» Texto citado
########

Percalços
Nesta tarde cinzenta e típica do fim de novembro, quero contar a história que já contei um milhão de vezes. Mas não o posso fazer, porque já não há mais a dizer. Já gastei todas as palavras, já passou todo o tempo na ampulheta, já se esvaiu de mim sem se esvair todos estes anos. Porque não sinto um pingo de amargura ou ódio a fluir-me debaixo da pele, portanto não posso discutir comigo mesma. Apenas saudades e cansaço.
Saudades do tempo em que eu não via o mau em tudo. Saudades do tempo em que eu nunca estaria sozinha, apesar de me sentir sempre e irremediavelmente sozinha. E com isto não me refiro ao tempo em que era abafada sem o ser. Refiro-me ao tempo em que novembro significava proximidade ao natal, castanhas, frio e lareiras. Agora, apenas significa o tempo a escorrer dos meus dedos. O meu último novembro antes da minha vida dar a maior volta possível. E eu, que detesto mudanças, luto com esta com todas as minhas forças. Luto com o fim da minha infância. Não estou pronta, de maneira nenhuma.
Mas também não era nisso que eu me queria concentrar.
Ele disse que iria chover. Não está a chover. Está uma tarde cinzenta e murcha, mas não está a chover. E essa pequena frase, tão pequena, foi a nossa sepultura. Não foi um fim determinado. Não podemos ter um fim determinado porque nós mesmos não somos nada determinado ou rigoroso, com limites e contratos. Somos uma área cinzenta. E o cinzento esvai-se, esborrata, e começa a tornar-se em branco, em nada.
Passou muito tempo. Muito tempo, ao ponto de eu achar ser tempo demais. Mas quem sou eu para discutir tempo? 1 ano é muito tempo, mas passa com pressa o suficiente para serem 2 meses. O tempo é irrelevante porque eu não estou aprisionada. Sou livre e continuo eu.
E ele esvai-me por entre os dedos. E eu deixo-o. Deixo-o porque não há nada que eu lhe possa dizer para ficar. Deixo-o, apesar da ideia de ficar realmente sozinha me aterrorizar. Deixo-o porque, em algum momento ao longo deste ano e uns meses, eu devo tê-lo amado. Talvez não na forma explosiva que eu gostaria de o amar, mas na forma calma e de completa rendição.
Podia mentir e dizer que anseio pela liberdade ainda maior que depois vem. Mas isso seria mentir. Quem não quer enlear-se em mentiras, ter dias de esperança e pertença? Mesmo que sejam poucos, mesmo que ele me enlouqueça de fúria a maior parte das vezes.

########

» Registos do conjunto de dados

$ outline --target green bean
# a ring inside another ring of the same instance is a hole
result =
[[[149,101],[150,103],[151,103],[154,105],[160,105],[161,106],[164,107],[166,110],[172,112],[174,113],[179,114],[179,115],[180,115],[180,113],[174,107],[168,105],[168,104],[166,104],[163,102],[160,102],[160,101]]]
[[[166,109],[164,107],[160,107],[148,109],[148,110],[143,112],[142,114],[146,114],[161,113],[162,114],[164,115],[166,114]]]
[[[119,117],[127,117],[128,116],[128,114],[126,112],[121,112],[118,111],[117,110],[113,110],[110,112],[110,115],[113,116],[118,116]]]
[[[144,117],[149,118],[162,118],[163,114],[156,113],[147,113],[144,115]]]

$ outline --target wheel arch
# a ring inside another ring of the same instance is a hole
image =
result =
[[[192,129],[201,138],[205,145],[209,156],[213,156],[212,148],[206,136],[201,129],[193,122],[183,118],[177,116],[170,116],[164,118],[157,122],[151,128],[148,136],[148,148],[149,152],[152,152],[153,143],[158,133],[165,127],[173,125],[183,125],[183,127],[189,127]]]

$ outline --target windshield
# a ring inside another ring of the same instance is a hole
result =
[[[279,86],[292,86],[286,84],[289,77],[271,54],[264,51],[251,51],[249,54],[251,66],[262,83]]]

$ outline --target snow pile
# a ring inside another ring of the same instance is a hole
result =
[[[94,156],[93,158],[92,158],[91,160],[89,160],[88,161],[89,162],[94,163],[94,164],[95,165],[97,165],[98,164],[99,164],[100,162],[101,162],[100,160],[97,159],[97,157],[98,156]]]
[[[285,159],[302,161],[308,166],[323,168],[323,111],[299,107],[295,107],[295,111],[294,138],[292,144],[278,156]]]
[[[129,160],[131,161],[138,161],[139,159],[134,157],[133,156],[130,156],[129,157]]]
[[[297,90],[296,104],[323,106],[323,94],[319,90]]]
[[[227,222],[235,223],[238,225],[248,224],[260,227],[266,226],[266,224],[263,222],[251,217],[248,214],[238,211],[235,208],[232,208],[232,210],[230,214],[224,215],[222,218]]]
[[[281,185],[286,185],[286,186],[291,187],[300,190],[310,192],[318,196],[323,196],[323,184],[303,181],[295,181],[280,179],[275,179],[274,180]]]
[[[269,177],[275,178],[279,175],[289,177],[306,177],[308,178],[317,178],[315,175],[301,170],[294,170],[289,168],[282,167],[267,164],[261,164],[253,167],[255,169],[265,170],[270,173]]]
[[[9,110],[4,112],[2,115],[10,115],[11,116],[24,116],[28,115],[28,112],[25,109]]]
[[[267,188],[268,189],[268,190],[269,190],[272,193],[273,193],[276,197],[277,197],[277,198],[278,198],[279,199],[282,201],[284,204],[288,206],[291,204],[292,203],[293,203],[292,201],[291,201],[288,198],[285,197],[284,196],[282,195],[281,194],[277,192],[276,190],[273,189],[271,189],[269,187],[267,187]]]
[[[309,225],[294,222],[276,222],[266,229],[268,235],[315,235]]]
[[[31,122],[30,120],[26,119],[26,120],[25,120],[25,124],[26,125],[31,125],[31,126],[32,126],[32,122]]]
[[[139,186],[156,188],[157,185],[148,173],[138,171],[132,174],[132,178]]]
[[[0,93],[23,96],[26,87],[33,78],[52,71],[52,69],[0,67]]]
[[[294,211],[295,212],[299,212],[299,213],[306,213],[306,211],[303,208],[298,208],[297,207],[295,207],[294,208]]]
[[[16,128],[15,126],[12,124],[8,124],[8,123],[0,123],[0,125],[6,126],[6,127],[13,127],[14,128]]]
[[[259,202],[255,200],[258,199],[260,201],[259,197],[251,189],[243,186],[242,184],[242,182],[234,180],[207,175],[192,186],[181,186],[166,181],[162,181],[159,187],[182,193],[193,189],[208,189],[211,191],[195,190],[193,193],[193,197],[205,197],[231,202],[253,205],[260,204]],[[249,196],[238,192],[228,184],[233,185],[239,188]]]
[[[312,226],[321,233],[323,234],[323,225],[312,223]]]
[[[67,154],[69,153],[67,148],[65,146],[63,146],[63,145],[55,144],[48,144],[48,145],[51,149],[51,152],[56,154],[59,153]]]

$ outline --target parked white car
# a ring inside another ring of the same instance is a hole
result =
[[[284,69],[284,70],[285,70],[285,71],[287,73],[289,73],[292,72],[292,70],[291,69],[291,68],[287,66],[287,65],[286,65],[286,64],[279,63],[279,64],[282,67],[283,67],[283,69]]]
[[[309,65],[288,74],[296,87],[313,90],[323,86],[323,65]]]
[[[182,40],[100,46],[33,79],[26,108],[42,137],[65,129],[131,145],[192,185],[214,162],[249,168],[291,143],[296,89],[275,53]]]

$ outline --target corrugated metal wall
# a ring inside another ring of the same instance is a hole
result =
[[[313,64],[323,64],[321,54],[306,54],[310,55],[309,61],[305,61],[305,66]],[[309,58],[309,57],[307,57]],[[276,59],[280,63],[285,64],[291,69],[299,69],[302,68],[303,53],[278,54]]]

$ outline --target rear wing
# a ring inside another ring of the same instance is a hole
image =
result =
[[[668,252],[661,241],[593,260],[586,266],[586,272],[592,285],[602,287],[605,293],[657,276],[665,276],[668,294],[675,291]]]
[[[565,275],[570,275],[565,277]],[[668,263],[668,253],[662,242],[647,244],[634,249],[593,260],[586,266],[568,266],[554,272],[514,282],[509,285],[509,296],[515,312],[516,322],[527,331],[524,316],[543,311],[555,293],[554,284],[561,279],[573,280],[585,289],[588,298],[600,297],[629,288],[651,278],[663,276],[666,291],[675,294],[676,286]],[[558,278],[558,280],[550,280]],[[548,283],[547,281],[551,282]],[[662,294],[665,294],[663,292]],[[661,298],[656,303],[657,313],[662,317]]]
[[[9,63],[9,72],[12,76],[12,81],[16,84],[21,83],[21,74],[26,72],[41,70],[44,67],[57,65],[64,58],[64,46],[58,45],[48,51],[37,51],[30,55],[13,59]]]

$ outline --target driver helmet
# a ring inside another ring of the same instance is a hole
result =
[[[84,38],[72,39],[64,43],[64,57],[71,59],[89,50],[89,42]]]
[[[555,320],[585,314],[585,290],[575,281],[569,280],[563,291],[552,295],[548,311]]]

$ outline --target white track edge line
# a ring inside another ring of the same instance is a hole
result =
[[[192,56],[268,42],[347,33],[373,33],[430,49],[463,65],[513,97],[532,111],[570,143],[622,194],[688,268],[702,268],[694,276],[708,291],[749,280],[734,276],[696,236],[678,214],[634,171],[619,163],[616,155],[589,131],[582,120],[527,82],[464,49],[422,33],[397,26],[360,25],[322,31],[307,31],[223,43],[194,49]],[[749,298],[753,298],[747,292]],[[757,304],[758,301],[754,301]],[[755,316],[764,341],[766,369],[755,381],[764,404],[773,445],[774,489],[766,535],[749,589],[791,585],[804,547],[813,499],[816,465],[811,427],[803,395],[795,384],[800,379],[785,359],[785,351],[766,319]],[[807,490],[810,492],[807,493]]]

########

» Problemas
• 1. Enumere todas as linhas da listagem em que surge a palavra "white".
• 2. Retome o texto sobre a tarde cinzenta de novembro a partir do ponto em que termina.
O texto sobre a tarde cinzenta de novembro e a listagem não têm qualquer relação entre si.

» Respostas por tarefa
• 1.
$ outline --target parked white car
$ outline --target white track edge line

• 2.
Ele esvai-se por entre os meus dedos... Claro que eu, na minha arrogância, acreditei que o podia manter à minha espera para sempre. Mas a parte racional de mim, que não está cega de amor próprio, sempre soube. Eu só esperava estar mais consolidada quando ele se fosse. Só esperava conseguir aguentar-me sozinha.
Ele pode ir. Lembrá-lo-ei sempre como o meu porto seguro, aquele que me ajudou a ultrapassar-me a mim mesma, aquele que me deu alguma estabilidade, aquele que me tornou a pessoa que sou hoje, aquele que me mimou, me amoleceu, que me endureceu, também. Se ele se for agora, será um santo na minha mente. Como nenhum foi.
Ele deve ir. Que lhe vou eu dar que seja mais do que lhe dei antes? Eu aguentaria uma situação destas? Não. Acho que não. Espero que não. Se ele merece melhor? Merece diferente. Merece alguém que acredite no mesmo que ele, que queira o mesmo que ele. E eu também mereço alguém que acredite no mesmo que eu, que queira o mesmo que eu. E, infelizmente, não somos essa pessoa um para o outro.
Fomos uma mera fase um do outro, uma fase com os seus altos e baixos, entre a alegria e a fúria, mas inevitavelmente feliz.
Espero o fim. Já sei que ele aí vem. Eu lembro-me da sensação fria de afastamento crescer a cada dia, até simplesmente romper e ele desaparecer. Claro que esse não ficou marcado como um santo na minha mente. Ficou, a princípio porque eu era cega e nova. Continuo nova, mas não cega. Este é um santo porque o é. Apesar de não ser, de todo, perfeito, é um santo.
Talvez eu seja completamente ignorante e esta sensação cansada e confortável seja o amor. Mas não acredito. Pelo menos não é o amor que se sente na minha idade, e eu não quero perder a hipótese de o sentir de novo.
Talvez nunca mais o vá sentir. Talvez este seja o último. Talvez não venha mais nenhum depois. Talvez depois só venham sequências de lixo e humilhações. Seja.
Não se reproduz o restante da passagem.